### Testo fornito
⁂
Come si evince dai titoli delle opere, Alfieri trae i suoi soggetti da ambiti quanto mai disparati. Essi vanno dalla tradizione della tragedia greca (Polinice, Antigone, Agamennone e Oreste) al mondo della mitologia, mediato dalle Metamorfosi ovidiane (Mirra), a quello della storia sacra (Saul). E la storia varia dalle vicende dell'antica Grecia (Timoleone, Merope e Agide) alla storia romana (Virginia, Sofonisba, Bruto primo e Bruto secondo). La Rosmunda, di ambientazione medievale, è, al contrario, invenzione esclusivamente alfieriana. Certo, un itinerario storicamente tanto variegato dimostra l'universalità delle tematiche care all'autore.
Occorre individuare, nel vasto corpus alfieriano, le tragedie tutte retorica tribunizia, infiammate da ore rotundo, in cui i personaggi sono stilizzati nel cliché di eroi libertari o malvagi tiranni, che discettano, in abstracto, di libertà o ragion di stato. Alfieri raggiunge, al contrario, i risultati più convincenti là dove la radicalizzazione dei conflitti viene interiorizzata e la parola urlata si tinge dei nodi della rimozione e della reticenza. E dove non esiste più eroismo, se non nella solitudine.
Qualsiasi studio sulle tragedie di Alfieri non può non indagare il delicato problema della loro controversa ricezione. Di fatto, il suo teatro è, a tutt'oggi, scarsamente rappresentato. Si tratta, infatti, di testi riservati alla sola lettura anche a causa delle specificità linguistiche. Tuttavia, questo dato non inficia la modernità di alcune opere: in particolare il Saul e la Mirra evocano problematiche di sicuro interesse anche per il lettore-spettatore moderno.
⁂
Dati di puntamento su oggetti denominati:
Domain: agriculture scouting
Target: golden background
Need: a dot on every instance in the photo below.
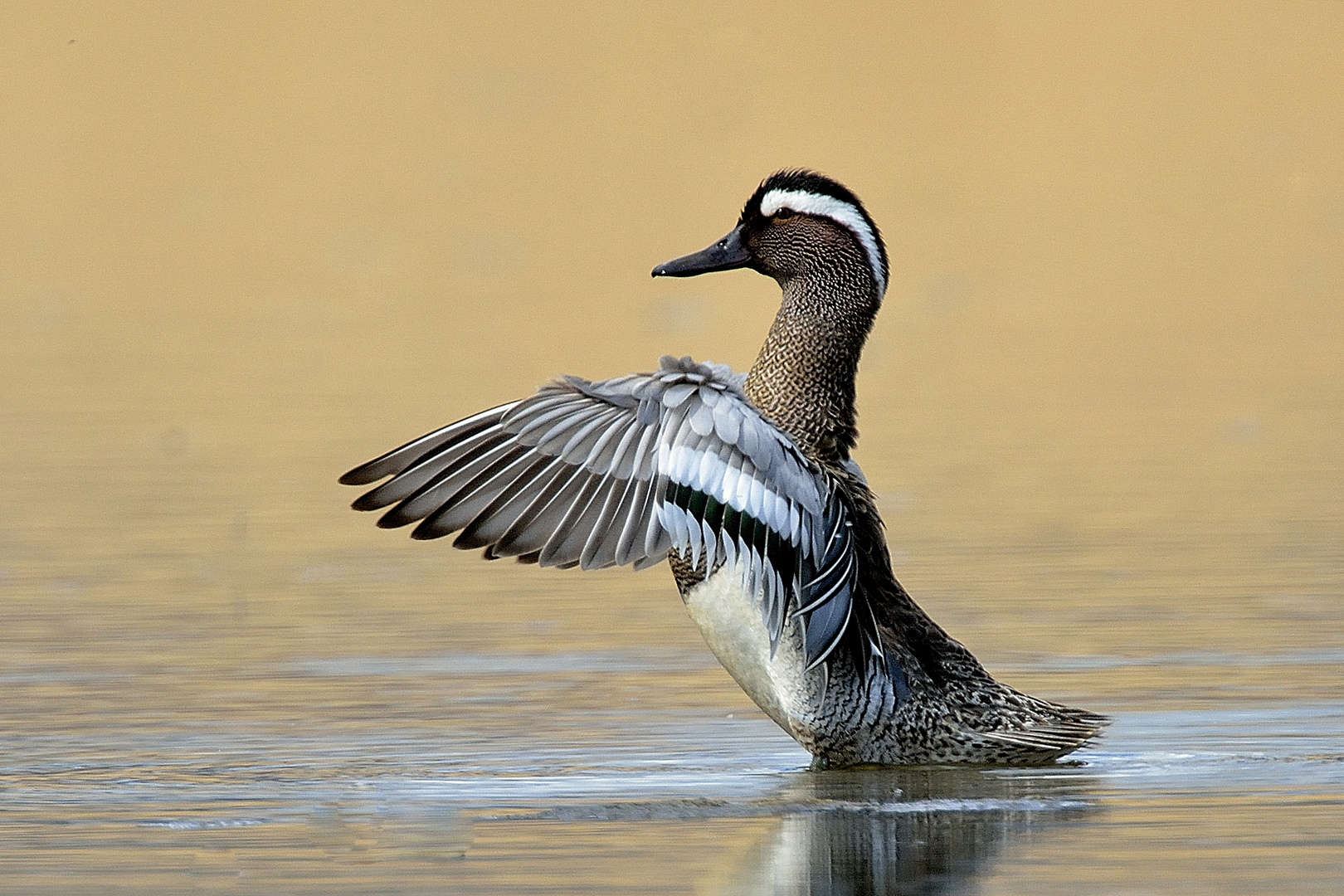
(247, 246)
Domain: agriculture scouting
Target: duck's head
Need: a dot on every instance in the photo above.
(799, 226)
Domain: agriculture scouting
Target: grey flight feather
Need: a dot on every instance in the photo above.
(620, 472)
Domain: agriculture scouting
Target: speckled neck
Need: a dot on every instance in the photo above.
(804, 375)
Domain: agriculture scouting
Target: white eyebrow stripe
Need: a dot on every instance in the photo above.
(836, 210)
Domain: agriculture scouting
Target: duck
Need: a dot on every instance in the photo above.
(745, 484)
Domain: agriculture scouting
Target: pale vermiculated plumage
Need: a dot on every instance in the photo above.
(622, 470)
(746, 486)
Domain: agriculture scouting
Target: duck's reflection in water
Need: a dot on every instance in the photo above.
(908, 830)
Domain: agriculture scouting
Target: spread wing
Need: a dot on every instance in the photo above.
(622, 470)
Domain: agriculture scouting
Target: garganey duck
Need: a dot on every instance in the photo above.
(746, 486)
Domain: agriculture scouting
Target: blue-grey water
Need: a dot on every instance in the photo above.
(247, 246)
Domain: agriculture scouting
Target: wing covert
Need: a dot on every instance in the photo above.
(620, 472)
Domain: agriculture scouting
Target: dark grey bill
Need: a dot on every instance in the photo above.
(726, 254)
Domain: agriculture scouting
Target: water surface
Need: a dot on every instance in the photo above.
(245, 249)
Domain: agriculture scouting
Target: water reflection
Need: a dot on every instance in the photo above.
(910, 830)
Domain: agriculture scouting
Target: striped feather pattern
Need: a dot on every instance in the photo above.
(622, 470)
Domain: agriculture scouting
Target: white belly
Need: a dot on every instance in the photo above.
(735, 633)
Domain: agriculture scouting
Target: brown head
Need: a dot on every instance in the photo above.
(813, 236)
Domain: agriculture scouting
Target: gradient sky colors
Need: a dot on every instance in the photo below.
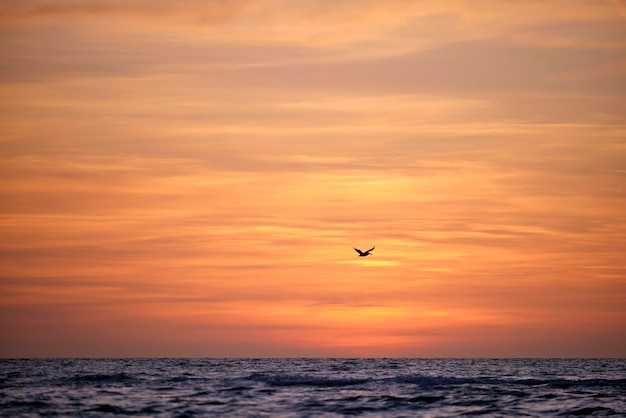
(188, 178)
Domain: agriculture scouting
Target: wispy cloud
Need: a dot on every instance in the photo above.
(205, 168)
⁂
### Compiti da svolgere
A – Secondo il testo sulle tragedie di Alfieri, quale opera è un'invenzione esclusivamente alfieriana?
B – Riproduci fedelmente il passo del testo sulle tragedie di Alfieri che comincia con "Qualsiasi studio sulle" e prosegue fino a "il lettore-spettatore moderno.".
C – Porta avanti il testo sulle tragedie di Alfieri dal punto in cui si ferma.
L'elenco proviene da un'altra fonte.

### Risposte finali
A – La Rosmunda, di ambientazione medievale.

B –
Qualsiasi studio sulle tragedie di Alfieri non può non indagare il delicato problema della loro controversa ricezione. Di fatto, il suo teatro è, a tutt'oggi, scarsamente rappresentato. Si tratta, infatti, di testi riservati alla sola lettura anche a causa delle specificità linguistiche. Tuttavia, questo dato non inficia la modernità di alcune opere: in particolare il Saul e la Mirra evocano problematiche di sicuro interesse anche per il lettore-spettatore moderno.

C –
 

5. «Io disperatamente amo, ed indarno»: la Mirra

 

5. 1. Tra mito e rimpianto
La tragedia è dedicata a Luisa Stolberg, duchessa di Albany, la donna che ispira a tal punto l'arte di Alfieri da essere trasfigurata in musa: «di tutte il fonte | tu sola fossi». Ideata nell'ottobre 1784, la tragedia è stesa nel dicembre dell'anno successivo, e verseggiata nell''86.
Ambientata nella reggia di Cipro, è suddivisa in cinque atti: il soggetto è liberamente tratto da un episodio delle Metamorfosi ovidiane (X, 298-518), dove si narra che Mirra, per una maledizione di Afrodite, si sarebbe innamorata del padre Ciniro, e che, dal rapporto incestuoso, sarebbe nato il bell'Adone, amato dalla dea. Mirra sarebbe stata poi trasformata nelle mutatas formas di un albero che porta il suo nome.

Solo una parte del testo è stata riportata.